**Exercise:** Rewrite all of the entries below, replacing "Input query" with "Search phrase" and keeping everything else the same. Leave out the pictures.

────────────────────────────────────────

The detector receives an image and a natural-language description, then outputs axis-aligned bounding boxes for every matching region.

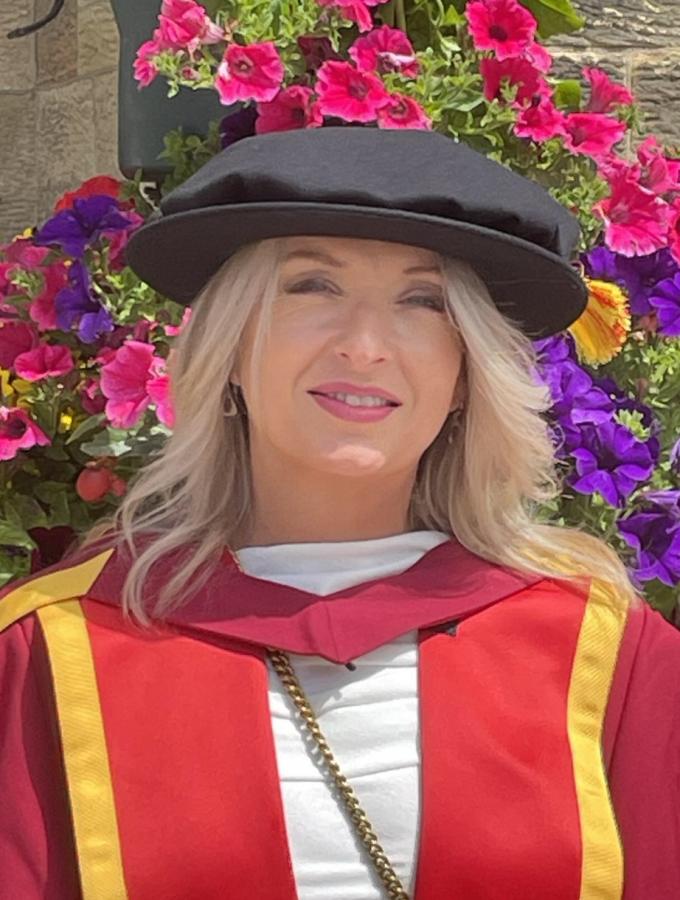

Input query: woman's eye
[405,294,444,312]
[289,278,330,294]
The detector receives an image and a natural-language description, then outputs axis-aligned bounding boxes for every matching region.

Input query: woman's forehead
[283,235,438,270]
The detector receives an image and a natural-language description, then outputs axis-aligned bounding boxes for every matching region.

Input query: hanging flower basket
[111,0,231,181]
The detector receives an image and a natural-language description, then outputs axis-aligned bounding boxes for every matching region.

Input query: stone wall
[0,0,680,241]
[0,0,119,241]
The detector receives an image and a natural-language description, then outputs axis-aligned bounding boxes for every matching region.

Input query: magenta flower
[316,60,389,122]
[637,135,680,194]
[0,406,52,459]
[564,113,626,160]
[378,93,432,130]
[76,378,106,416]
[593,171,671,256]
[297,34,342,72]
[582,67,633,113]
[14,344,75,381]
[479,57,550,106]
[215,41,285,106]
[347,25,420,76]
[132,34,163,89]
[523,41,552,72]
[100,340,154,428]
[146,356,175,428]
[513,97,565,142]
[255,84,323,134]
[158,0,224,54]
[465,0,536,59]
[668,200,680,264]
[0,320,38,369]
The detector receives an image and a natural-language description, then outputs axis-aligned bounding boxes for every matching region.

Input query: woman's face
[232,236,462,475]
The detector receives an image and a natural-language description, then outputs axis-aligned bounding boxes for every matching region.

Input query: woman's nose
[336,306,390,365]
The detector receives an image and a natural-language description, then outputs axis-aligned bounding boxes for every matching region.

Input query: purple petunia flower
[594,378,661,465]
[54,261,114,344]
[617,490,680,587]
[649,271,680,337]
[669,438,680,472]
[33,194,130,259]
[567,422,654,507]
[581,246,678,316]
[218,105,258,150]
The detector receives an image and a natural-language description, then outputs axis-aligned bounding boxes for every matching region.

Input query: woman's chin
[308,438,389,475]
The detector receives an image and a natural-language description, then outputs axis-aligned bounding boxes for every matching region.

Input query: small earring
[446,404,464,444]
[223,381,238,416]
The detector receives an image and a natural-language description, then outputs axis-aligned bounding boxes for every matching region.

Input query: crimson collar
[87,538,543,663]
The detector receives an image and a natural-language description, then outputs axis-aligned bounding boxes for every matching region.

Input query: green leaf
[5,493,47,531]
[522,0,585,39]
[34,481,72,528]
[555,78,581,110]
[66,413,106,444]
[0,519,38,550]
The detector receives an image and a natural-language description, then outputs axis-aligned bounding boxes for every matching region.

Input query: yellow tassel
[569,278,630,365]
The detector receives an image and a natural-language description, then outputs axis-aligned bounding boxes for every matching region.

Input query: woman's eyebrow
[284,250,439,275]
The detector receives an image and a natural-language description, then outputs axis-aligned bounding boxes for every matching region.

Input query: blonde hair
[71,238,639,624]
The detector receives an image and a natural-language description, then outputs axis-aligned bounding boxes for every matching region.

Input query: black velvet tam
[125,125,587,338]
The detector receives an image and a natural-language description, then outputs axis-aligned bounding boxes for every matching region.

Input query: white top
[236,531,449,900]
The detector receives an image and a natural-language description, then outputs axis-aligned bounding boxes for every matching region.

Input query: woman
[0,126,680,900]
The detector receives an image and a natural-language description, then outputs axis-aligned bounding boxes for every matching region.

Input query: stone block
[633,53,680,150]
[78,0,119,75]
[0,91,38,242]
[555,0,680,50]
[35,0,78,85]
[0,0,36,91]
[35,78,97,218]
[92,69,123,178]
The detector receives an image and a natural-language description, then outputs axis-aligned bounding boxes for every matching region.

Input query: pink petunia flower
[100,340,154,428]
[77,378,106,416]
[465,0,537,59]
[0,320,39,369]
[0,406,52,459]
[564,113,627,160]
[14,344,75,381]
[347,25,420,77]
[522,42,552,73]
[132,35,164,89]
[316,59,389,122]
[146,356,175,428]
[158,0,224,54]
[255,84,323,134]
[582,67,633,113]
[377,93,432,130]
[28,261,68,331]
[513,97,565,142]
[593,172,671,256]
[479,57,551,106]
[215,41,285,106]
[637,135,680,194]
[668,200,680,265]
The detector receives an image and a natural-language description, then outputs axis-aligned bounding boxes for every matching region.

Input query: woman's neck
[232,460,413,549]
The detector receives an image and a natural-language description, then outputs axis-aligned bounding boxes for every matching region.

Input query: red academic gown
[0,540,680,900]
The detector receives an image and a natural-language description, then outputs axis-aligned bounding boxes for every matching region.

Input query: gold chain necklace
[267,647,409,900]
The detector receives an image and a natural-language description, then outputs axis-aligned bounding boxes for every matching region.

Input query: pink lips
[309,381,401,422]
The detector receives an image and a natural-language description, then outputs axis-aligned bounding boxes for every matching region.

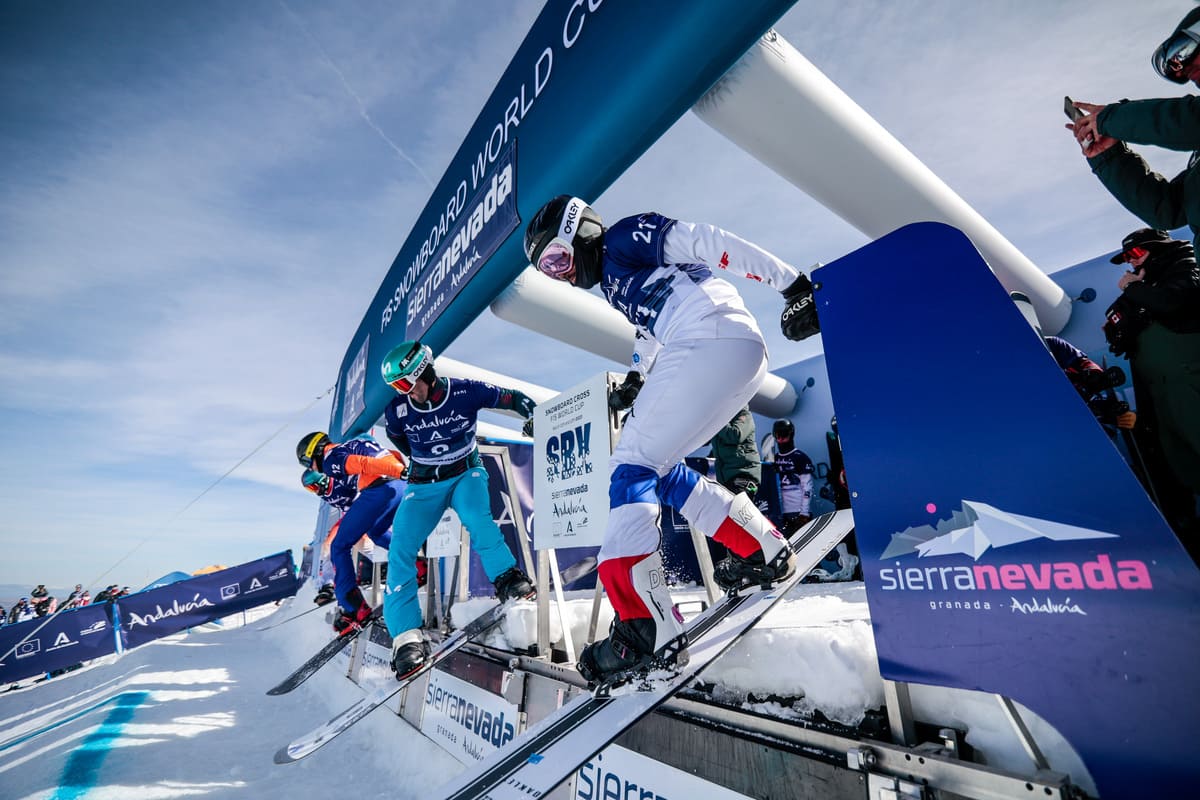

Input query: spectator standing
[296,431,407,634]
[380,342,535,679]
[708,407,762,500]
[8,597,35,622]
[1042,336,1138,437]
[772,420,816,536]
[62,583,83,608]
[1104,228,1200,493]
[1067,8,1200,250]
[524,194,817,682]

────────────────────────────────────────

**Final answer:**
The detector receives an image and a natural-language description, then outputs axis-aligned bounding boxes for every matching region.


Search phrase: woman's eye
[405,294,444,312]
[289,278,330,294]
The detector receives an image and a natural-language description, then outputs axis-aligned bounding boxes for every matching region.

Search phrase: woman's forehead
[283,235,438,270]
The detector receives an image and a natural-language description, then outputs axis-aligned bounding boxes for every matching region.

Search phrase: hanging flower basket
[111,0,231,181]
The detector receives an image and a natural-language description, then outputs axis-aligned bounding boxes for every matching region.

Search phrase: stone wall
[0,0,680,241]
[0,0,119,241]
The detector receives an image and a natural-language description, then outputs axis-aligned bounding boxes for every matching region.

Search phrase: magenta flower
[316,60,389,122]
[637,135,680,194]
[0,406,52,459]
[564,113,626,160]
[378,93,432,130]
[76,378,106,416]
[593,171,671,256]
[297,34,342,72]
[582,67,633,113]
[14,344,75,381]
[479,57,550,106]
[215,41,285,106]
[347,25,420,76]
[132,34,163,89]
[523,41,552,72]
[100,340,154,428]
[146,356,175,428]
[513,97,565,142]
[255,84,323,134]
[158,0,224,54]
[465,0,536,59]
[668,200,680,264]
[0,320,38,369]
The detector receives an image and a natural-language description, then outputs axis-aligned bounding boxes for every matching region.

Search phrase: woman's face
[232,236,462,475]
The detector receives an image and a natural-language description, then outputs axis-aligned bounding boxes for every matching region.

Search phrase: woman's nose
[336,306,390,365]
The detector receives an image and a natural-language description, then outputs axis-aligned bounding boxes for every matching region.

Search phrase: purple petunia flower
[594,378,661,465]
[54,261,114,344]
[617,490,680,587]
[649,271,680,337]
[669,438,680,472]
[33,194,130,259]
[567,422,654,507]
[581,246,678,316]
[218,105,258,150]
The detector receives an image and a natural-language description, then outputs axis-aligned bounding boxes for every matching region.

Search phrase: woman's chin
[308,438,389,475]
The detector receives an image and a natural-language description, then outputs axis-aligned bounding boxes for every matching region.

Search phrase: small earring
[446,404,464,444]
[223,381,238,416]
The detector receives an image and a natural-language description, then outputs axis-aligned bounding boxes for every matching region.

Search phrase: crimson collar
[87,538,543,663]
The detector receives an image and a natural-language description, then outputs axis-aligned bounding boxes for every matching region.

Search phrase: green leaf
[5,493,47,531]
[522,0,585,39]
[34,481,72,528]
[555,78,581,110]
[66,413,106,444]
[0,519,38,550]
The detector receives an image and a natural-language description, then outputs axis-aligned bounding boxes for every matching region.

Search phrase: yellow tassel
[569,278,630,365]
The detector receives an image and a natural-language description, then outputs axis-aligned bounding boxes for every matching region.

Search phrase: woman's eyebrow
[284,250,439,275]
The detector receives an image and a natural-language description, then outputs axis-aligned bounding boxes for every matching region.

Search phrase: blonde hair
[71,238,639,624]
The detector receives an image and a natural-language description, then outputs axis-aligned bounding boxes for every matching region.

Search phrase: black velvet tam
[125,125,587,338]
The detector receives an image and a natural-language description, then outputs axis-aligned bounding boxes for every matching region.

Search phrase: white top
[236,531,449,900]
The detector receives an image and a natural-language description, then outputs axis-aligned bounding boxes for every matching region.

Search phrase: woman
[0,126,680,900]
The detector receives an image and a natural-language description, then outputs axis-aligned bounding boxes for every matching region.

Search phrase: stone block
[633,53,680,150]
[78,0,119,75]
[0,91,38,242]
[555,0,680,50]
[35,0,78,85]
[0,0,36,91]
[35,78,97,218]
[92,69,123,178]
The detector receives an image and a natural-language description, then outputs axis-aligned bounding boxes for every matching region.

Search phrase: pink petunia flower
[100,340,154,428]
[77,378,106,416]
[465,0,537,59]
[0,320,39,369]
[0,406,52,459]
[564,113,627,160]
[14,344,75,381]
[347,25,420,77]
[522,42,552,73]
[132,35,164,89]
[316,59,389,122]
[146,356,175,428]
[158,0,224,54]
[255,84,323,134]
[582,67,633,113]
[377,93,432,130]
[28,261,68,331]
[513,97,565,142]
[593,172,671,256]
[479,57,551,106]
[215,41,285,106]
[637,135,680,194]
[668,200,680,265]
The detector receives an image and a natural-language description, then outputs axis-aligned bounding boxes for every matching region.

Search phrase: woman's neck
[232,460,413,549]
The detector receives an image and a natural-language description, then outputs axis-aligned bounding boxes for every matching region.

Search phrase: red academic gown
[0,540,680,900]
The detector receives an image and a natural-language description, then outputs axis-aligned bounding boxes for every matching region.

Search phrase: gold chain necklace
[267,647,409,900]
The detector receives an image and a natural-language description, then outputs axis-aligned bounding boxes for every matching region.

Search phrase: pink lips
[309,381,401,422]
The detector receives an image and a natural-language description, then outputs axis-aligned bounding boxes for every matching region.


Search phrase: spectator standing
[296,431,407,634]
[380,342,535,679]
[708,407,762,500]
[8,597,35,622]
[1042,336,1138,437]
[772,420,816,536]
[62,583,83,608]
[1104,228,1200,493]
[1067,8,1200,250]
[524,194,817,682]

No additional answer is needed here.